Exercise goal: Report every line below that contains the word "chopped", copying each such line in full.

Data items:
┌────────

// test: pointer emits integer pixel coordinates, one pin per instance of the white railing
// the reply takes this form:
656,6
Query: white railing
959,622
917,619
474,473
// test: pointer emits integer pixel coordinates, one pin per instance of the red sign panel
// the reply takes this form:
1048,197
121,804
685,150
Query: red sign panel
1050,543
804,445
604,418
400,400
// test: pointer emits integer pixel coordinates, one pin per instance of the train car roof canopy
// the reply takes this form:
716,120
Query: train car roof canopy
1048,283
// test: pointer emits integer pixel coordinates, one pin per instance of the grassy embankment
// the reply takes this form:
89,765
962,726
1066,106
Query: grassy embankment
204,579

└────────
┌────────

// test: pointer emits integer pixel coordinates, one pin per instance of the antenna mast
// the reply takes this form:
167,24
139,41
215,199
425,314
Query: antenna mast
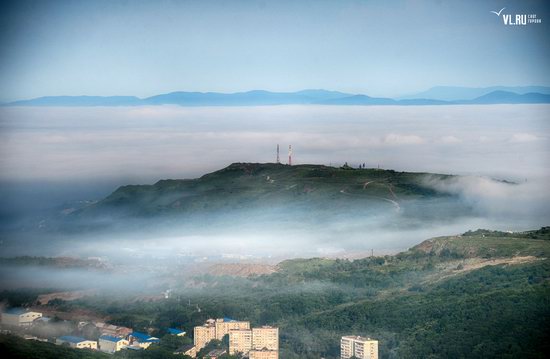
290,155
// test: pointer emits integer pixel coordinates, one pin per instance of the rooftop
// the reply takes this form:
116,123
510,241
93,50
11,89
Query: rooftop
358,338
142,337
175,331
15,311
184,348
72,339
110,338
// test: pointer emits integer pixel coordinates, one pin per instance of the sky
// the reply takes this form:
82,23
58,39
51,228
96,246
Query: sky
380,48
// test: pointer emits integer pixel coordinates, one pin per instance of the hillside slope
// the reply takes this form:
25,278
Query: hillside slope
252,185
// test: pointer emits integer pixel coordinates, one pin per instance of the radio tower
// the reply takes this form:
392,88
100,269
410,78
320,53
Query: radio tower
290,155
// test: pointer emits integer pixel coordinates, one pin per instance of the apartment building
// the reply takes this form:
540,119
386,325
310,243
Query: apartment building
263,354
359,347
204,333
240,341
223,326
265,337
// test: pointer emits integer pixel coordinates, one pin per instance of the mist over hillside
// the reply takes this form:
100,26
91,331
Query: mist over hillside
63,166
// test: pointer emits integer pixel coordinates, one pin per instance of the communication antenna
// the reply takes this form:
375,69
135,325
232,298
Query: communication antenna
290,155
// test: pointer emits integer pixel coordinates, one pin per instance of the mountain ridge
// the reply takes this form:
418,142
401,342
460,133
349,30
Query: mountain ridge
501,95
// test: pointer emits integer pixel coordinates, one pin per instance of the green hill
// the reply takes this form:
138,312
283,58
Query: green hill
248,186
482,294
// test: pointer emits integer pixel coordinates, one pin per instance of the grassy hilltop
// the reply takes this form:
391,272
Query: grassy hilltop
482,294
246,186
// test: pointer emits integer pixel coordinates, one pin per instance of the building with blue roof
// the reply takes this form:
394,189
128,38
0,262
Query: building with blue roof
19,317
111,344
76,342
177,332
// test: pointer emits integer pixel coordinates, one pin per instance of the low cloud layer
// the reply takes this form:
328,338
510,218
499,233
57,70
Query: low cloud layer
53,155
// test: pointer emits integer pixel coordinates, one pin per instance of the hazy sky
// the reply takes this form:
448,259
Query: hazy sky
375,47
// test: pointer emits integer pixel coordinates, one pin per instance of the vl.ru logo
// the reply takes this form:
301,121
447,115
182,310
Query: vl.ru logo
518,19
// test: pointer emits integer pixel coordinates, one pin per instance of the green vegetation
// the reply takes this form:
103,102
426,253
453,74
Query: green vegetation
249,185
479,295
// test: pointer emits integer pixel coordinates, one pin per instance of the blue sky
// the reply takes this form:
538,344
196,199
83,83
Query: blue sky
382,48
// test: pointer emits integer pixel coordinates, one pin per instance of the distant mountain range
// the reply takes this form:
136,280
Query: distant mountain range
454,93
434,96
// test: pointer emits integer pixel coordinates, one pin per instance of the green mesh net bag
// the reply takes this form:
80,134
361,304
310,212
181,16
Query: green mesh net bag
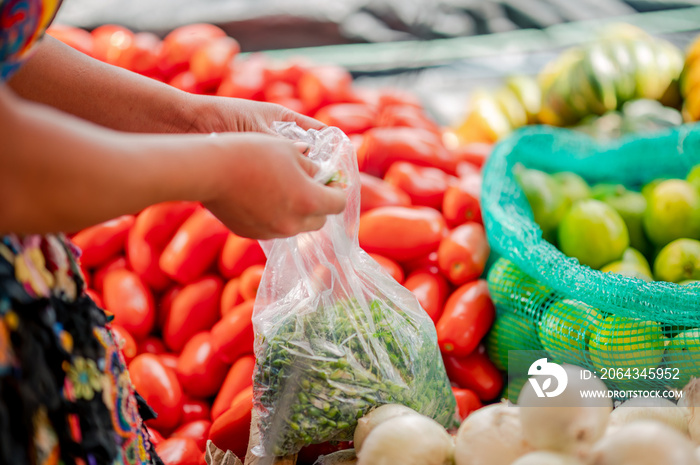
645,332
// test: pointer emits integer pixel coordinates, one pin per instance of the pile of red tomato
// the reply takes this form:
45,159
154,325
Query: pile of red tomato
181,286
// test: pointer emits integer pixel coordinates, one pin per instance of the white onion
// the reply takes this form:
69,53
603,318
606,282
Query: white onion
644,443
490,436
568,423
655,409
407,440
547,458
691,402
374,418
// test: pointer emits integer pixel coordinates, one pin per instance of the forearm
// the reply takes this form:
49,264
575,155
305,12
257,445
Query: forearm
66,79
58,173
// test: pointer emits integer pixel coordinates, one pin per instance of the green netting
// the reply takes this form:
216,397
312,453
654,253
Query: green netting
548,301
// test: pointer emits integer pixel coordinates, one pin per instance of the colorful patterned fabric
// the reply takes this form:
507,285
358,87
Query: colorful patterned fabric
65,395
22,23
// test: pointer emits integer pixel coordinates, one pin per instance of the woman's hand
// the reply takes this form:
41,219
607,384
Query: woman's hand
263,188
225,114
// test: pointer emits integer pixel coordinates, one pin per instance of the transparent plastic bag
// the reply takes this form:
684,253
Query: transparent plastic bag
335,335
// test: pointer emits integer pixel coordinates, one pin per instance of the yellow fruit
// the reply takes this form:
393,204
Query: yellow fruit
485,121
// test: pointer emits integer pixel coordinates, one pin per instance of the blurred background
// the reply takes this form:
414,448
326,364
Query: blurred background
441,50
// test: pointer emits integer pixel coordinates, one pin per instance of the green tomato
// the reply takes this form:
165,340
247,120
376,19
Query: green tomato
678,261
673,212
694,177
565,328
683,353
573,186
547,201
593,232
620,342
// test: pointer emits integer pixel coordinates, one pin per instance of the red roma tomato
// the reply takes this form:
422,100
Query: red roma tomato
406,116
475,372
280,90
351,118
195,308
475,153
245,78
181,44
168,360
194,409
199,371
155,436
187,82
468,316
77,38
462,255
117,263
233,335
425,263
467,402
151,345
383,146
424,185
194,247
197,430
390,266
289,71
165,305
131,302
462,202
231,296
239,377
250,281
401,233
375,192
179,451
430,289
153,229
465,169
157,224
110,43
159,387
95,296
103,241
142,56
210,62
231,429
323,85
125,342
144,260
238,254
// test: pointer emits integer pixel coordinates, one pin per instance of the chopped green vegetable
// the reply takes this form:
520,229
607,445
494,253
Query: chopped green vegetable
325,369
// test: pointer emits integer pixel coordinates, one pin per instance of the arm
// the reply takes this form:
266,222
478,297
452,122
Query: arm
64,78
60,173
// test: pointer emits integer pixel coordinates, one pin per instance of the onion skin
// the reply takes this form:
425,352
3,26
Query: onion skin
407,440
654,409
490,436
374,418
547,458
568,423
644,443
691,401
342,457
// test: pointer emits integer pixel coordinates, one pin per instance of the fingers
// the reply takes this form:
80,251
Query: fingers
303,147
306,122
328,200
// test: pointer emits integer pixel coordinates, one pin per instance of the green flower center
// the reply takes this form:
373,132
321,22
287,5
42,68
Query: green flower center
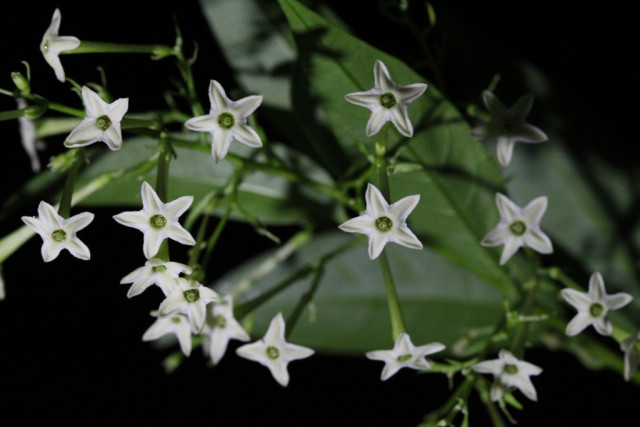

└────────

Solution to the exercise:
// test: pointer emits integer pixel coordinates, one pin per instance of the chopped green vegetable
Query: chopped green vegetable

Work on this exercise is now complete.